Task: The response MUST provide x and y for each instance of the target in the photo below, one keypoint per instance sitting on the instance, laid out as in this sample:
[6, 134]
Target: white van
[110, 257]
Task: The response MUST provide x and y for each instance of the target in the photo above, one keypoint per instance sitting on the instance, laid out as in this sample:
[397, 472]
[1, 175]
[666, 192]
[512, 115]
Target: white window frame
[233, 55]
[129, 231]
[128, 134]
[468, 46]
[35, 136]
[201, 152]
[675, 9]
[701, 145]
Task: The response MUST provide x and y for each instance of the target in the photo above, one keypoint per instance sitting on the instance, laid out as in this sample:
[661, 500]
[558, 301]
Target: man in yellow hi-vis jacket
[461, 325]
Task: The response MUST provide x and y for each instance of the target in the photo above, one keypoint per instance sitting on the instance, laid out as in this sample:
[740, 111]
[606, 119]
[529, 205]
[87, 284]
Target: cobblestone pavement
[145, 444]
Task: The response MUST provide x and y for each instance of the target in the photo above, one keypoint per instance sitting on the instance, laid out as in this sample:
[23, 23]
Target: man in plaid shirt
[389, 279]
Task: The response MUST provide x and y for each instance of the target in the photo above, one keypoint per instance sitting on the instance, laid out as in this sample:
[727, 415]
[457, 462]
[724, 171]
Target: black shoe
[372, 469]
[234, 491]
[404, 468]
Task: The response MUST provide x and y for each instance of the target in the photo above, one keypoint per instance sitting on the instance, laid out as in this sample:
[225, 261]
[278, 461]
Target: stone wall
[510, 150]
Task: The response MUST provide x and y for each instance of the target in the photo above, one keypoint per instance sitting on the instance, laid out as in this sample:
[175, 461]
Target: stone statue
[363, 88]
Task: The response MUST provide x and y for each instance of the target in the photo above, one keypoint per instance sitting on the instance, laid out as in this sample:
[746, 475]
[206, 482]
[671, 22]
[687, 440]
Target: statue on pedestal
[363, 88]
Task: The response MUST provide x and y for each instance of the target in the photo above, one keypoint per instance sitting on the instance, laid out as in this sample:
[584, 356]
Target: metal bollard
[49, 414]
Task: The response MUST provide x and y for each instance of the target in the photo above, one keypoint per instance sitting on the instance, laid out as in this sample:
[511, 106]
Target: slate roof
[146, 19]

=== PROMPT ===
Output the listing above in full, exactly as written.

=== YOUR RESPONSE ===
Task: The response MUST provide x and y for each instance of the target in the photo below, one keypoint per instance sitting on the instance, laid out as in this sample:
[6, 134]
Target: white van
[110, 257]
Task: The response MUST provide x and y for each instance of the target in the photo above, one keypoint per instance sitting on the instance, laid out as in this sample:
[397, 472]
[1, 175]
[666, 192]
[512, 115]
Target: white window frame
[233, 55]
[129, 231]
[128, 134]
[468, 46]
[35, 136]
[201, 152]
[675, 9]
[701, 145]
Task: The response MUST provide x and y for each instance of the target in the photo above, one keypoint per instance sitting on the instance, laid out as in this sample:
[661, 500]
[558, 301]
Target: man in yellow hi-vis jacket
[461, 325]
Task: The response MUST provide x and y for each instance of the target in the photo above, one keypoint per instance sitting on the instance, laid out as in this sample:
[740, 111]
[606, 119]
[529, 205]
[87, 284]
Target: cobblestone pavement
[145, 444]
Task: The response MUST provide x and y for each instance of the target in the photo above, one keypoint per instance sitting on the instance, laid out as in this sample:
[23, 23]
Target: man in plaid shirt
[389, 279]
Task: The response MUST provide x and y for each instance of the target in the photo above, one keypoint per instance sitting on the instance, laid out as in this sample:
[727, 415]
[457, 462]
[724, 171]
Target: black shoe
[372, 469]
[234, 491]
[404, 468]
Task: The response MUST provide x and y for each instance of the target in the photo above, one keypoint per instance sitting on the instance, laid out as in this sample:
[225, 261]
[278, 461]
Target: stone wall
[510, 150]
Task: The response MUST provide x and y for each instance of the target in the photo above, one keypoint per instance sitting on the instance, laid out as in this sample:
[175, 461]
Target: stone statue
[363, 88]
Task: The response MUST provide x and y for each instance of the target in the photo above, one keypoint per instance sitting on the instance, laid out as in this sample:
[746, 475]
[206, 482]
[671, 22]
[687, 440]
Target: statue on pedestal
[363, 88]
Task: The response MUST provide x and y for each instance of the target in the photo above, one keypoint per instance sitting on the instance, laid out as in this sample:
[584, 356]
Target: metal bollard
[49, 414]
Task: The response MUST provide x and y for each instance of the target in the photo above, one keypoint per instance sitting on the instance, laid out as in this sample:
[511, 106]
Target: slate roof
[146, 19]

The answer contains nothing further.